### Requirements
• a. In the reflection on claiming one's space, rewrite the passage that begins at the words "Grenier tried to" and stops after "rooted and free.", changing "rooted" to "anchored".
• b. According to the reflection on claiming one's space, what did Ms. Roston teach the drama students?

### Text excerpt
Moses, spurring his people on, is speaking about the land
from “the wilderness to the Lebanon and from the River – the Euphrates – to the
Western Sea” (11:24). He’s claiming a
wide swath of territory for them, asserting their dominion. It’s a bold statement with implications that
echo until our own day.
I read it differently this week, out of context. I think not of geopolitical space, but of
personal space.
I learned as a high school drama student to “claim my
space” on stage. Mr. Ingle taught us to
stand strong, even in the ensemble; Ms. Roston taught us to send our energy
into the earth, “down to go up.” Mr.
Grenier tried to push us over during a scene.
Claiming one’s space means knowing that you belong where you are and
that wherever you are belongs to you. Being
grounded in that way allows you to be both rooted and free.
People who claim the place where they stand have
“presence.” Great performers own the
stage and deny you to look away. Fine teachers
hold their students’ focus without a word.

### Data lines
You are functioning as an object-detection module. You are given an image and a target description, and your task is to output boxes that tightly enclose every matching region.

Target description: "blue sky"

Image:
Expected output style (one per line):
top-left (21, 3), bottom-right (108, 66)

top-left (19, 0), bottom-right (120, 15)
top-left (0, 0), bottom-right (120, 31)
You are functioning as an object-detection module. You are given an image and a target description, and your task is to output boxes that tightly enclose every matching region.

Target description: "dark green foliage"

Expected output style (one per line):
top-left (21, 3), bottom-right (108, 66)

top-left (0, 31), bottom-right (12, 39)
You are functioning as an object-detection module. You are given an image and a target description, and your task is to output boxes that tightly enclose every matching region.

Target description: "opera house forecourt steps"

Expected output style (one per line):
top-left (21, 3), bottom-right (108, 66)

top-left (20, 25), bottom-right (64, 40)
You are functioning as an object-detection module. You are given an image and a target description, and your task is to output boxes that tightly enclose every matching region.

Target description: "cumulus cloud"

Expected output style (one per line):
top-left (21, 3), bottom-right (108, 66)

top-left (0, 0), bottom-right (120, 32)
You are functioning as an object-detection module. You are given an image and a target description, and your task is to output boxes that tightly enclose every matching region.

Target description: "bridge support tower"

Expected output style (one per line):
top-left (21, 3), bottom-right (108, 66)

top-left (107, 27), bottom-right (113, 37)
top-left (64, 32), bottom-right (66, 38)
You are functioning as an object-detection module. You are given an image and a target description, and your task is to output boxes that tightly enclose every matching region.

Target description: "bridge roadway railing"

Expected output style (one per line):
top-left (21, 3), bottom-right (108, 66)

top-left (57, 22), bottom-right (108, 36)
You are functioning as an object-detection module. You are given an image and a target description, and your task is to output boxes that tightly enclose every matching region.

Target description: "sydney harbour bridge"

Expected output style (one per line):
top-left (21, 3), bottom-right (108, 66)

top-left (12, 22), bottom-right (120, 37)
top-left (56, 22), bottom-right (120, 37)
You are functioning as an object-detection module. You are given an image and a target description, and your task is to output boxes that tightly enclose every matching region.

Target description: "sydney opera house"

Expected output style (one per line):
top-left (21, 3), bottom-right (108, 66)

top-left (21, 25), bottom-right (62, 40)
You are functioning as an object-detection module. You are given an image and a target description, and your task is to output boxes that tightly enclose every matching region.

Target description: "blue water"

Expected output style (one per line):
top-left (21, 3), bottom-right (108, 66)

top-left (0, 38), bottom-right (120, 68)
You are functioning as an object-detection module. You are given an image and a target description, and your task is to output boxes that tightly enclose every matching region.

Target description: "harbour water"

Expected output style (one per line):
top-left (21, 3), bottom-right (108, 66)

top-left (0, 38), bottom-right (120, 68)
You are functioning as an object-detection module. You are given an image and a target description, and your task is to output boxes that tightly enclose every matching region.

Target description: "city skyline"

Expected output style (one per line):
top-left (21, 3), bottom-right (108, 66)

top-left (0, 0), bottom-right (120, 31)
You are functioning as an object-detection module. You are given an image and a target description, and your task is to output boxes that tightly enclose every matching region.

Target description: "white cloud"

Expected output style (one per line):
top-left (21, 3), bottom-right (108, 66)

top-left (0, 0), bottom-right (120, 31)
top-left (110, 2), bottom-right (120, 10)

### Solutions to the problems
• a.
Grenier tried to push us over during a scene.
Claiming one’s space means knowing that you belong where you are and
that wherever you are belongs to you. Being
grounded in that way allows you to be both anchored and free.

• b. She taught them to send their energy into the earth, "down to go up."